» **Things to do**
**a)** In the account of Chaddad's time in Libya, restate the text from "Thrown into his" to "sense of time.", changing "mattress" to "cot".
**b)** Answer these questions from the account of Chaddad's time in Libya:
(i) How many days long was Chaddad's schedule in Libya?
(ii) In which port city was he interrogated by authorities?
(iii) What did the small barred window in his cell face?

» **Provided passage**
## Start

With the exception of one relatively benign and short interrogation by authorities in the port city of Derna, Chaddad’s rigid 10-day schedule in Libya was uneventful. He was able to survey the vast and picturesque desert landscapes across the country and catalog the relics of what had been one of the most culturally affluent Jewish communities in North Africa. During his wide-ranging travels there, he experienced what he now understands to have been a false sense of security. “I eventually came to realize that every second person I met in Libya was working for the secret police,” he says. “At my trial, I even encountered a security agent who had acted as my taxi driver a few days earlier.”
Thrown into his prison cell by the two agents who had picked him up from the hotel, Chaddad had plenty of time to reassess the various people he’d met. The cell in the prison where Chaddad spent his first weeks of captivity was about 6 by 6 and constructed out of barren concrete. With nothing but a chewed-up mattress with broken springs poking through it, a broken toilet, and no company but the family of cockroaches in the corner, Chaddad remained confused but optimistic. A small barred window facing an illuminated hallway allowed him to retain a sense of time.

## End

» **Material shown**
## Start

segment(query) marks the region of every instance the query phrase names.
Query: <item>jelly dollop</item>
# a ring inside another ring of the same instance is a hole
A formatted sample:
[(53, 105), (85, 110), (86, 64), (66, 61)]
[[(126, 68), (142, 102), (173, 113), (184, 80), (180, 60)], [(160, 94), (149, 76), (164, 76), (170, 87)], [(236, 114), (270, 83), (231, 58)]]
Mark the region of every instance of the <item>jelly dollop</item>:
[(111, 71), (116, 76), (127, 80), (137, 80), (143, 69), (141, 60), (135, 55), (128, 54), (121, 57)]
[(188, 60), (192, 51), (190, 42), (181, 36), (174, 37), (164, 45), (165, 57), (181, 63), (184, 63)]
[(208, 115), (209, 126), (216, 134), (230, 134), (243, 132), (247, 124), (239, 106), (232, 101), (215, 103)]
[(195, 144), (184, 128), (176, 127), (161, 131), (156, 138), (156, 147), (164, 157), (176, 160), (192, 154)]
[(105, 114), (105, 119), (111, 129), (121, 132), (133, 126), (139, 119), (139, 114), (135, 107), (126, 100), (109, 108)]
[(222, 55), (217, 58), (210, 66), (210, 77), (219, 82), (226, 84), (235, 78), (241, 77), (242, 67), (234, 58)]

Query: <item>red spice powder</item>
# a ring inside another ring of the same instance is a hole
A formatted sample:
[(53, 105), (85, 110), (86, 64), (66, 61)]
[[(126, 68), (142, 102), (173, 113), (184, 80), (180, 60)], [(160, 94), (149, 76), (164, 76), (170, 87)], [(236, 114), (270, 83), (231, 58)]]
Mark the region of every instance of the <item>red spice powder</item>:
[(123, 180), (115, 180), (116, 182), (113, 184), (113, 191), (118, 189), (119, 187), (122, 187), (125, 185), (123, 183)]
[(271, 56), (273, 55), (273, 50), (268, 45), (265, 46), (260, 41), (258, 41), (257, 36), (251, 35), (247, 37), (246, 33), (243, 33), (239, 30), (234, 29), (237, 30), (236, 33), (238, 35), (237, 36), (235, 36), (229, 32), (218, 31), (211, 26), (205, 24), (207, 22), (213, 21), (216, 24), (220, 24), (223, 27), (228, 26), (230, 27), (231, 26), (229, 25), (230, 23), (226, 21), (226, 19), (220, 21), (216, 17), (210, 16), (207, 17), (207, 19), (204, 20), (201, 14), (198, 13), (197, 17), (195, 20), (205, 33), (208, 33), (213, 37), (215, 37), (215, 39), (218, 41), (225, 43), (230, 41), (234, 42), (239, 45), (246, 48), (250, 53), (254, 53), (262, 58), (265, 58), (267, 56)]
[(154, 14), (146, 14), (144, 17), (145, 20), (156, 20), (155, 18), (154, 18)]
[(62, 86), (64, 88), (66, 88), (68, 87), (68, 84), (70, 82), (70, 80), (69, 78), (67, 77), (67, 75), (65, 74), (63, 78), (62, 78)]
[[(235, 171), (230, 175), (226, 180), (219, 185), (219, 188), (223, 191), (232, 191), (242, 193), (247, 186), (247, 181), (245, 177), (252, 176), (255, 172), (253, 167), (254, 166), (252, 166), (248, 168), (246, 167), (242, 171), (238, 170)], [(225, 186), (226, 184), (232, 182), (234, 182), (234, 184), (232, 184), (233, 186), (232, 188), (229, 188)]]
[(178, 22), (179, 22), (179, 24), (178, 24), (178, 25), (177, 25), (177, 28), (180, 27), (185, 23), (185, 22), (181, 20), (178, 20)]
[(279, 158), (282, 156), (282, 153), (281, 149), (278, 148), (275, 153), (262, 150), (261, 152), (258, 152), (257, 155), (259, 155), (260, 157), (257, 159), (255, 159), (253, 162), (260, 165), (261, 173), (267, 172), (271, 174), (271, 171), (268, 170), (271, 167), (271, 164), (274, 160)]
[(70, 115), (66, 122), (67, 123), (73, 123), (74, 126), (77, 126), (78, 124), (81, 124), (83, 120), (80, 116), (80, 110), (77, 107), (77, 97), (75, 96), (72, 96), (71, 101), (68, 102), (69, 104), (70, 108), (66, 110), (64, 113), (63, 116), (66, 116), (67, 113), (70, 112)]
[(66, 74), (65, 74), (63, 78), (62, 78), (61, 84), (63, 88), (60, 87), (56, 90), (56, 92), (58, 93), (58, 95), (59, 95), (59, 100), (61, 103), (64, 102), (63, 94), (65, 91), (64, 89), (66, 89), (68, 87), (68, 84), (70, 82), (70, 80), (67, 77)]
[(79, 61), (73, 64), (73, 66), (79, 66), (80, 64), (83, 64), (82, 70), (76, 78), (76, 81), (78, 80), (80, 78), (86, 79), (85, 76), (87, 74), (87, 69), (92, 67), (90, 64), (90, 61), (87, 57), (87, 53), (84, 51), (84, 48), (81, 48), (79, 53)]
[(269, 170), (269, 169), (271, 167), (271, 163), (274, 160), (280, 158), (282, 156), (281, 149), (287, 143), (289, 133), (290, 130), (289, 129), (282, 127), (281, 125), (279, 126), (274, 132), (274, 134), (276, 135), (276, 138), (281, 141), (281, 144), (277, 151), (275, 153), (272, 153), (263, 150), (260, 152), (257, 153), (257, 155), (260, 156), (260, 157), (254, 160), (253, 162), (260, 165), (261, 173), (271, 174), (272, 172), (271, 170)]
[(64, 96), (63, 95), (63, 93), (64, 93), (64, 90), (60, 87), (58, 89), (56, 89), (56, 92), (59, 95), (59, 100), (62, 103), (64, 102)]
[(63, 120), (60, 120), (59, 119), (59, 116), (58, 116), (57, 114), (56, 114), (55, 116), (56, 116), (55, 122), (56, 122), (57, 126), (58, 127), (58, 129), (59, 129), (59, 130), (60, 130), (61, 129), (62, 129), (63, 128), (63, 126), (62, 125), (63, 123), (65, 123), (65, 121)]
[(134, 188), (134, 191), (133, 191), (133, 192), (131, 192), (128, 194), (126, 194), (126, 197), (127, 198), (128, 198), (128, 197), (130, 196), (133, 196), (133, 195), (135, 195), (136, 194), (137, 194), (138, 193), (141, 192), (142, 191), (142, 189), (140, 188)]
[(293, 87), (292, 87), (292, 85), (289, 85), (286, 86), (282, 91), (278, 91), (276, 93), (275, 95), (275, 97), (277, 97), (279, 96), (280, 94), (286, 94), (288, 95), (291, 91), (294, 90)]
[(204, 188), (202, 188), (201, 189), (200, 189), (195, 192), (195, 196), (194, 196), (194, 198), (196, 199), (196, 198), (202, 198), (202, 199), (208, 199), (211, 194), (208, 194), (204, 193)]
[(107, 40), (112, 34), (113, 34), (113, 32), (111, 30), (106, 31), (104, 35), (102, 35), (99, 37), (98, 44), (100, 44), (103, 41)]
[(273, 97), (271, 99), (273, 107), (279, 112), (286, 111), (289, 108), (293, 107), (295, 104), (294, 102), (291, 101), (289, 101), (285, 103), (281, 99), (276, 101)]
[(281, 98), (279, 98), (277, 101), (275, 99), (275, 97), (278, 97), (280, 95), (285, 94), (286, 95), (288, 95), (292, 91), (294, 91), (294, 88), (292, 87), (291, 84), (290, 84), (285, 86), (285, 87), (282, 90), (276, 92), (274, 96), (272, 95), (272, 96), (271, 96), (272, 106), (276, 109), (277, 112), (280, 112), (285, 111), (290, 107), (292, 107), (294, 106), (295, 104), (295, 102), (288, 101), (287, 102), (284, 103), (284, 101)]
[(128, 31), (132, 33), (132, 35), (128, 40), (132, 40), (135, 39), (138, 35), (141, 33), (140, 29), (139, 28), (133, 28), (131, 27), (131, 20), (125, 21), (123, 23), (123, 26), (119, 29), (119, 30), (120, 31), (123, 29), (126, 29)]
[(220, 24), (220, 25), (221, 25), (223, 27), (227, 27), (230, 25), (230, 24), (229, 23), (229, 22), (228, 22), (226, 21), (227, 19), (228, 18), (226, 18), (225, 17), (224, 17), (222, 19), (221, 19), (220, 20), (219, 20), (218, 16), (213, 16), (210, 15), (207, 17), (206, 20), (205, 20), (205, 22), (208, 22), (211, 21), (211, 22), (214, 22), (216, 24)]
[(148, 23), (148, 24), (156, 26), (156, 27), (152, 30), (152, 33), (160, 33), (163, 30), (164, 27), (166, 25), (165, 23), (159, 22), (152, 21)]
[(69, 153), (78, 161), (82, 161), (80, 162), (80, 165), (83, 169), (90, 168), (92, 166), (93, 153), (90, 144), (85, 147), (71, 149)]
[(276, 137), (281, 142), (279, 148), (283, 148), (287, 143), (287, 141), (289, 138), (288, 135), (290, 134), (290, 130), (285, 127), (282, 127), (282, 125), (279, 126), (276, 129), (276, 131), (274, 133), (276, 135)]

## End

» **Outputs by task**
**a)**
Thrown into his prison cell by the two agents who had picked him up from the hotel, Chaddad had plenty of time to reassess the various people he’d met. The cell in the prison where Chaddad spent his first weeks of captivity was about 6 by 6 and constructed out of barren concrete. With nothing but a chewed-up cot with broken springs poking through it, a broken toilet, and no company but the family of cockroaches in the corner, Chaddad remained confused but optimistic. A small barred window facing an illuminated hallway allowed him to retain a sense of time.

**b)**
(i) Ten days.
(ii) Derna.
(iii) An illuminated hallway.